WHAT TO DO -
Without changing anything, output the records below.
####
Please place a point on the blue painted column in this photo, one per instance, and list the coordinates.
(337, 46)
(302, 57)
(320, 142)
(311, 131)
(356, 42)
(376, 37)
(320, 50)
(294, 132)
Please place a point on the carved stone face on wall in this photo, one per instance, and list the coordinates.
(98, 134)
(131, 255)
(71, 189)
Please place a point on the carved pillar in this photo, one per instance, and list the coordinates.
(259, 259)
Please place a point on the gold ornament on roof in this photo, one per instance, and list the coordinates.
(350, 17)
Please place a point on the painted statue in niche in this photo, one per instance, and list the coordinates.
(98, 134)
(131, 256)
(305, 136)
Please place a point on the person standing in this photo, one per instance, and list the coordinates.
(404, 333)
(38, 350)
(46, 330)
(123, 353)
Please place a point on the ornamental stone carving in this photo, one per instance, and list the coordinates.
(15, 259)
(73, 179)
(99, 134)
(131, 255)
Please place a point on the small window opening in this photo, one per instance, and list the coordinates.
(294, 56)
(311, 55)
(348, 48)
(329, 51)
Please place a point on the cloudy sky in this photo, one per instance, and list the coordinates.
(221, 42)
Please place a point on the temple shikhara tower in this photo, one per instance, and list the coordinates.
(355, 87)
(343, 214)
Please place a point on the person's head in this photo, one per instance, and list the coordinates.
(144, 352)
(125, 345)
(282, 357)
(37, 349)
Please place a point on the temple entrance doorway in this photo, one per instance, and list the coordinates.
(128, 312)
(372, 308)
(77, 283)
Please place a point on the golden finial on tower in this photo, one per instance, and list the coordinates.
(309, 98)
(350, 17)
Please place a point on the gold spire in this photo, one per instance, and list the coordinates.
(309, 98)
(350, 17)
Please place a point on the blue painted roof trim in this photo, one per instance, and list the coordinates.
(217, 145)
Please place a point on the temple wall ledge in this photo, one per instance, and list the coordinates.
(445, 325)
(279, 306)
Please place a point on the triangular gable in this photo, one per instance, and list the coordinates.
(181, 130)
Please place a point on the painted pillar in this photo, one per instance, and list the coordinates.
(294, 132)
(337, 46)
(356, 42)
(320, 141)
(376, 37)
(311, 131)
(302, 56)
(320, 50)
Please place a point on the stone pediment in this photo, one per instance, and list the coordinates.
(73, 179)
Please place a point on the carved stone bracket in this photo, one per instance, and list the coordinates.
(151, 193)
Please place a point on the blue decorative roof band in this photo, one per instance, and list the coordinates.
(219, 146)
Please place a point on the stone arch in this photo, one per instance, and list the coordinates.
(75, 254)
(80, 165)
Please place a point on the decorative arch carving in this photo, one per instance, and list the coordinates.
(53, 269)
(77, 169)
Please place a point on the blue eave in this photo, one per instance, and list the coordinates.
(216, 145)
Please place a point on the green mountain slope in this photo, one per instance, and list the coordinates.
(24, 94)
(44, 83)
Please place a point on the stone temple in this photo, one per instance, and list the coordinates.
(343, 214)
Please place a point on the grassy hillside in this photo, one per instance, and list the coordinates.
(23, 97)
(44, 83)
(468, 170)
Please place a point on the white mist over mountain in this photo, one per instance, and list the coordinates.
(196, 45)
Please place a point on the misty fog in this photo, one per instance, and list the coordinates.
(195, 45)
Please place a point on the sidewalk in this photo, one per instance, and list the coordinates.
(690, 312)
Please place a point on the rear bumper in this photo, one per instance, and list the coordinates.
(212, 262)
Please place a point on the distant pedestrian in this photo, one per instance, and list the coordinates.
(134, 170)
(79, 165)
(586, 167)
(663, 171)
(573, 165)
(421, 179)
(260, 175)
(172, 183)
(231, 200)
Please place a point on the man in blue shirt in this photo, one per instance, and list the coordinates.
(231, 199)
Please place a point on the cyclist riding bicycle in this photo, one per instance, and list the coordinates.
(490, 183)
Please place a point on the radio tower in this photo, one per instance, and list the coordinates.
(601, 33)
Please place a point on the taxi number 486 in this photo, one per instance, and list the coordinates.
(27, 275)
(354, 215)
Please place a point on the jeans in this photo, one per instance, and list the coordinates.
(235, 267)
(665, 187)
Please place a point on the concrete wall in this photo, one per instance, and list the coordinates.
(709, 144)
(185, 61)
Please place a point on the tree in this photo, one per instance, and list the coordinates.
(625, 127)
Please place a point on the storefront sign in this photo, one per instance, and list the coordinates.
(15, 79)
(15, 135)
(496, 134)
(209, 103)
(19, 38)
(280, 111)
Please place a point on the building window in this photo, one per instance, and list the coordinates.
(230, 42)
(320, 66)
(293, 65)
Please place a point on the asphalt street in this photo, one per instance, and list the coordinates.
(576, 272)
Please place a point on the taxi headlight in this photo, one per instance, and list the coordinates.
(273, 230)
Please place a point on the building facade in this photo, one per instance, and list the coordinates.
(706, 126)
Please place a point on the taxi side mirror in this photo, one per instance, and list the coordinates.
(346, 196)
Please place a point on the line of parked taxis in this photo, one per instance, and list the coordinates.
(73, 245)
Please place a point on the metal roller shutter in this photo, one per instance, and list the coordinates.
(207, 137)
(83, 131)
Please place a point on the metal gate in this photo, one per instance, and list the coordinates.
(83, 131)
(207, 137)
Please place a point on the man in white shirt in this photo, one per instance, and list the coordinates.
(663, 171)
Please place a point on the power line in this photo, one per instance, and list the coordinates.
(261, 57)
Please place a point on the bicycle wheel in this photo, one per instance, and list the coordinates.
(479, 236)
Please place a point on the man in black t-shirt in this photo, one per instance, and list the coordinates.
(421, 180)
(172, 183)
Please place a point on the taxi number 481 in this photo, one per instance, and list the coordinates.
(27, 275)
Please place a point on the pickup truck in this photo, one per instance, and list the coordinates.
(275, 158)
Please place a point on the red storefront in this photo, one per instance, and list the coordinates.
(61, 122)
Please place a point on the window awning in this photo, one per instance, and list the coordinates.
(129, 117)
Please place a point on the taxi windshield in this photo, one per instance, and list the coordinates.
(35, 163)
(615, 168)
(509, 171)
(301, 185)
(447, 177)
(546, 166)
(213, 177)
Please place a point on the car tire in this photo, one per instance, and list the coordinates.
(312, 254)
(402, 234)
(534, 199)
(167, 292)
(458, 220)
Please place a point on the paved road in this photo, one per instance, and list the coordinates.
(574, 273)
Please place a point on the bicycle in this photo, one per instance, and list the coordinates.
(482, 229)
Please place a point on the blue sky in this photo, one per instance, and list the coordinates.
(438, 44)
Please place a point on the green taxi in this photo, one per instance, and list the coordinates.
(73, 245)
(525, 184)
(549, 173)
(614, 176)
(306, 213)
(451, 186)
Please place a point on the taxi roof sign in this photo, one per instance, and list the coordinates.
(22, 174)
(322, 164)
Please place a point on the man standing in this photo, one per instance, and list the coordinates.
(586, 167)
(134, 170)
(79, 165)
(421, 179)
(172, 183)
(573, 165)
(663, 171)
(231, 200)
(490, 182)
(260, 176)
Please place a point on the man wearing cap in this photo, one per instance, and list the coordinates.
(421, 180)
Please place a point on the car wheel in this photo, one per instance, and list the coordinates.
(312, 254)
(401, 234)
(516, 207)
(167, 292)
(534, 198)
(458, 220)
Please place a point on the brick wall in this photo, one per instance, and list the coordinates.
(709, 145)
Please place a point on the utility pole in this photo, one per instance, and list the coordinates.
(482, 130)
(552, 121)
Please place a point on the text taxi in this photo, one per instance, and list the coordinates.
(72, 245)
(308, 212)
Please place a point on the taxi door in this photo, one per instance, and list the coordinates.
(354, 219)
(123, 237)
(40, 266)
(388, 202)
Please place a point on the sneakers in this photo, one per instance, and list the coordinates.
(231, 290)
####
OUTPUT BELOW -
Please place a point on the blue painted column in this photo, one per instance, and list the coordinates.
(337, 46)
(302, 57)
(320, 142)
(311, 131)
(356, 42)
(376, 37)
(320, 50)
(294, 132)
Please place a point on the carved stone face on wall in this photo, one per instance, and list the coordinates.
(98, 134)
(131, 255)
(71, 189)
Please place a point on the carved pillar in this photo, one per instance, and list the coordinates.
(259, 259)
Please place a point on the gold ornament on roof in this photo, one per instance, and list the coordinates.
(350, 17)
Please place a point on the painted statue in niche in this photo, one per instance, and list the coordinates.
(98, 134)
(131, 256)
(305, 136)
Please place a point on the person standing in this photo, one per instance, and list the coordinates.
(404, 333)
(38, 350)
(46, 330)
(123, 353)
Please place a point on the ornamental stone carving in this photo, one per instance, and list the coordinates.
(15, 259)
(73, 179)
(99, 134)
(131, 255)
Please place a point on the small window opening in this photo, one per instance, and list the coordinates.
(294, 56)
(311, 55)
(348, 48)
(329, 51)
Please place a point on the cloudy sky in this photo, one per instance, and list the coordinates.
(221, 42)
Please place a point on the temple shikhara tower in this photo, one per instance, and list the coordinates.
(355, 87)
(343, 214)
Please place a point on the person's head in this photo, one per instance, and list the coordinates.
(144, 352)
(125, 345)
(282, 357)
(37, 349)
Please place a point on the temple entrance doorway in this photo, one per instance, and list the coordinates.
(128, 312)
(372, 308)
(77, 283)
Please place a point on the golden finial on tower in this photo, one per instance, and list the coordinates.
(309, 98)
(350, 17)
Please place a point on the gold spire in this photo, one per instance, and list the coordinates.
(309, 98)
(350, 17)
Please place a point on the blue painted roof trim in this photo, one per instance, and list the coordinates.
(217, 145)
Please place a point on the temple wall ledge in this photo, one per instance, and list the coordinates.
(445, 325)
(279, 306)
Please place a point on the triangular gable in this photo, one per instance, and list the coordinates.
(181, 130)
Please place a point on the painted pillar in this photo, one per instance, and list the coordinates.
(294, 132)
(337, 46)
(356, 42)
(320, 141)
(376, 37)
(311, 131)
(302, 56)
(320, 50)
Please place a point on the stone pediment in this photo, one per instance, and list the coordinates.
(73, 179)
Please place a point on the carved stone bracket in this photo, one per instance, and list the coordinates.
(151, 193)
Please place a point on the blue decorative roof band in this photo, one per instance, and list the coordinates.
(219, 146)
Please place a point on the stone arch in this photo, one per instance, and list the coordinates.
(75, 254)
(80, 165)
Please place a point on the decorative arch carving in this photo, one per instance, and list the coordinates.
(53, 269)
(77, 169)
Please place a point on the blue eave in this photo, one per instance, and list the coordinates.
(216, 145)
Please place a point on the green mountain slope in this photo, one per instance, and list the coordinates.
(24, 94)
(44, 83)
Please place a point on the stone temple in this photo, one per instance, and list the coordinates.
(343, 214)
Please place a point on the grassy hillside in this photo, one per instance, and list the coordinates.
(23, 97)
(44, 83)
(468, 170)
Please place a point on the white mist over mountain in this photo, one per instance, and list the coordinates.
(196, 45)
Please place a point on the misty fog in this photo, one per instance, and list the coordinates.
(195, 45)
Please place a point on the sidewalk in this photo, one per instance, and list the coordinates.
(690, 312)
Please place a point on the rear bumper in this photo, one per instance, and list the coordinates.
(212, 262)
Please place a point on the distant pedestrian in this photo, one per instance, and list the coordinates.
(134, 170)
(79, 165)
(586, 167)
(663, 171)
(573, 165)
(421, 179)
(260, 175)
(172, 183)
(231, 200)
Please place a point on the man in blue shirt in this photo, one per instance, and list the coordinates.
(231, 199)
Please place a point on the cyclist riding bicycle in this photo, one per instance, and list the coordinates.
(490, 183)
Please place a point on the radio tower in this photo, one per instance, and list the coordinates.
(601, 33)
Please place a point on the taxi number 486 in this photo, one per instance, and list the coordinates.
(27, 275)
(354, 215)
Please place a point on the jeans in this photo, one per instance, and list the coordinates.
(235, 267)
(665, 187)
Please place a point on the concrete wall in this photo, one per instance, and list the coordinates.
(709, 144)
(185, 61)
Please place a point on the tree in this photo, one per instance, and list the coordinates.
(625, 127)
Please place a point on the storefront sign in this photo, one per instance, and list the coordinates.
(15, 79)
(15, 135)
(496, 134)
(209, 103)
(19, 38)
(280, 111)
Please place a point on the building window in this photo, one per instance, and list the coordinates.
(230, 42)
(320, 66)
(293, 65)
Please place a point on the asphalt street in this photo, one per instance, and list the coordinates.
(576, 272)
Please place a point on the taxi headlight in this photo, one per instance, and list the coordinates.
(273, 230)
Please place a point on the building facade in this photo, one per instance, and list the coordinates.
(706, 126)
Please place a point on the taxi side mirror in this photo, one per instance, and list the coordinates.
(346, 196)
Please place a point on the line of parked taxis in this photo, one per instance, and list the coordinates.
(73, 245)
Please place a point on the metal roller shutter in this photo, one per instance, and list the coordinates.
(207, 137)
(83, 131)
Please place a point on the metal gate in this photo, one per instance, and list the coordinates.
(83, 131)
(207, 137)
Please place a point on the man in white shirt in this photo, one per instance, and list the coordinates.
(663, 171)
Please place a point on the power line in this photo, one per instance, and list the coordinates.
(261, 57)
Please place a point on the bicycle wheel in this photo, one per instance, and list the coordinates.
(479, 236)
Please place a point on the man in black t-shirt in this photo, one per instance, and list the coordinates.
(421, 180)
(172, 183)
Please place a point on the taxi number 481 in this photo, one per instance, and list the coordinates.
(27, 275)
Please place a point on the pickup truck in this photo, one per instance, and list the coordinates.
(275, 158)
Please place a point on the red storefront in this photo, one per instance, and list the coordinates.
(61, 122)
Please place a point on the window awning in this photo, one per instance, and list the coordinates.
(129, 117)
Please place a point on the taxi windshield in this photo, one per instance, and list the coordinates.
(35, 163)
(615, 168)
(509, 171)
(301, 185)
(447, 177)
(546, 166)
(213, 177)
Please place a point on the car tire in this photo, one per instance, and list the coordinates.
(312, 254)
(402, 234)
(534, 199)
(167, 292)
(458, 220)
Please place a point on the paved road in this photo, one per instance, and list the coordinates.
(574, 273)
Please place a point on the bicycle in this photo, one per instance, and list the coordinates.
(482, 229)
Please place a point on the blue sky in this photo, one per instance, and list the coordinates.
(438, 44)
Please place a point on the green taxi in this photo, one per instance, and list the coordinates.
(73, 245)
(525, 184)
(549, 173)
(614, 176)
(306, 213)
(451, 186)
Please place a point on the taxi roof sign in this photo, one per instance, and list the coordinates.
(22, 174)
(322, 164)
Please place a point on the man standing in this photo, one per instance, and list the coordinates.
(586, 167)
(134, 170)
(79, 165)
(421, 179)
(172, 183)
(573, 165)
(663, 171)
(231, 200)
(490, 182)
(260, 176)
Please place a point on the man wearing cap in this photo, one per instance, and list the coordinates.
(421, 180)
Please place a point on the car wheel in this photo, one per instance, and list the coordinates.
(312, 254)
(401, 234)
(516, 207)
(167, 292)
(534, 198)
(458, 220)
Please place a point on the brick wall in this photo, one per instance, and list the coordinates.
(709, 145)
Please place a point on the utility pole in this photo, one per instance, and list the coordinates.
(482, 130)
(552, 121)
Please place a point on the text taxi in this photo, one per instance, and list the coordinates.
(72, 245)
(308, 212)
Please place a point on the taxi door in this photo, one per instance, and list the coordinates.
(354, 219)
(123, 237)
(40, 266)
(388, 202)
Please place a point on the sneakers in this photo, one per instance, and list the coordinates.
(231, 290)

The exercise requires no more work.